** PROBLEM DETAILS **
The data follows this line. Copy verbatim the line with "on the stainless" and each line after it to the end.

Source data

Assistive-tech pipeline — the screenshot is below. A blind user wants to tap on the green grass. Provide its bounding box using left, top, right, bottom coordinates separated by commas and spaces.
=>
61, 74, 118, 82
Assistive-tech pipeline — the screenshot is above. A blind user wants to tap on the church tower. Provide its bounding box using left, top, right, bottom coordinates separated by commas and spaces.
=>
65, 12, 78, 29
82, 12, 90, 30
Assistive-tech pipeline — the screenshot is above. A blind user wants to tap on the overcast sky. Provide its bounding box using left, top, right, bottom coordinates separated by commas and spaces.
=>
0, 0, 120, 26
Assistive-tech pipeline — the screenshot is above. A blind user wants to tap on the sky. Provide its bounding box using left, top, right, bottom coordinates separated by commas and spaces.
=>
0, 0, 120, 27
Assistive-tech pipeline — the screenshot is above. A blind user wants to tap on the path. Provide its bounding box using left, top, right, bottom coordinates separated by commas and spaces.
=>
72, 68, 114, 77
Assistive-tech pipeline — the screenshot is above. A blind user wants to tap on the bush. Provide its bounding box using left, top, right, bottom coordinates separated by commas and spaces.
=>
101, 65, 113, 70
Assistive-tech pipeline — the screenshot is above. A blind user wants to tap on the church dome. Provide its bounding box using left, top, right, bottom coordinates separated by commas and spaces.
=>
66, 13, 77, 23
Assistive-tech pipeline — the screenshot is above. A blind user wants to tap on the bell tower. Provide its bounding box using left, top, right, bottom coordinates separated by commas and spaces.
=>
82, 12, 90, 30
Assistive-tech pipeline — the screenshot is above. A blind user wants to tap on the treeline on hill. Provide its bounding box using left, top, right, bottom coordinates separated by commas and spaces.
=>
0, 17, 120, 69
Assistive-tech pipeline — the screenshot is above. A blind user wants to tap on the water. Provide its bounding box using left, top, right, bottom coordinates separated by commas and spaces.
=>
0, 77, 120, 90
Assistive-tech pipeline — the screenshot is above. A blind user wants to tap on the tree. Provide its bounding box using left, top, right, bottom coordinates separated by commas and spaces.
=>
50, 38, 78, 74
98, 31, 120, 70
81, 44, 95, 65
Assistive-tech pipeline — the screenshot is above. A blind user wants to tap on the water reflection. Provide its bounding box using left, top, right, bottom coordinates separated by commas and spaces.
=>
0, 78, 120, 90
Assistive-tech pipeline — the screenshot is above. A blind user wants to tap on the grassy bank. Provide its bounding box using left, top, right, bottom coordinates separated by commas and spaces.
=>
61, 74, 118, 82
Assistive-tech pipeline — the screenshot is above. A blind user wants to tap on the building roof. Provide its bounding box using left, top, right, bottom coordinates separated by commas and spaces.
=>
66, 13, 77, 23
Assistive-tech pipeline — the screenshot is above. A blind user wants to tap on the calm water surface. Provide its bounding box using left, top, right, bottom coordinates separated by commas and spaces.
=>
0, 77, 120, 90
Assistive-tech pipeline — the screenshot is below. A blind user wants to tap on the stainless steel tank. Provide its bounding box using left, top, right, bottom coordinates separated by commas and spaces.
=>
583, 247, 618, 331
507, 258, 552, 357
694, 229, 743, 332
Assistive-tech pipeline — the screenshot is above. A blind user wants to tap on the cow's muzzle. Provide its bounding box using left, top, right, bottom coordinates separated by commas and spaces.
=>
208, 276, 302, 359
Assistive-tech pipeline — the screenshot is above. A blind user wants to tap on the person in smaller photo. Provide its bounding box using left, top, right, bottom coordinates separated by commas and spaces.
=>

** EXPECTED ANSWER **
Assistive-tech pipeline — the screenshot is below. A blind user wants to tap on the stainless steel tank. Provide its bounding box using left, top, right, bottom coordinates separated by commas and spaces.
=>
583, 247, 618, 331
507, 258, 552, 357
694, 229, 743, 332
Assistive-tech pipeline — the screenshot is above. A blind user wants to tap on the cow's muzzle. Provide its bounding box using left, top, right, bottom coordinates separated by commas and spaces.
=>
208, 276, 302, 359
Assistive-tech pipeline — the screenshot is above. A blind user wants to tap on the person in smaller photo. Provide its bounding box using left, top, right, bottom coordinates separated by commas and spaces.
=>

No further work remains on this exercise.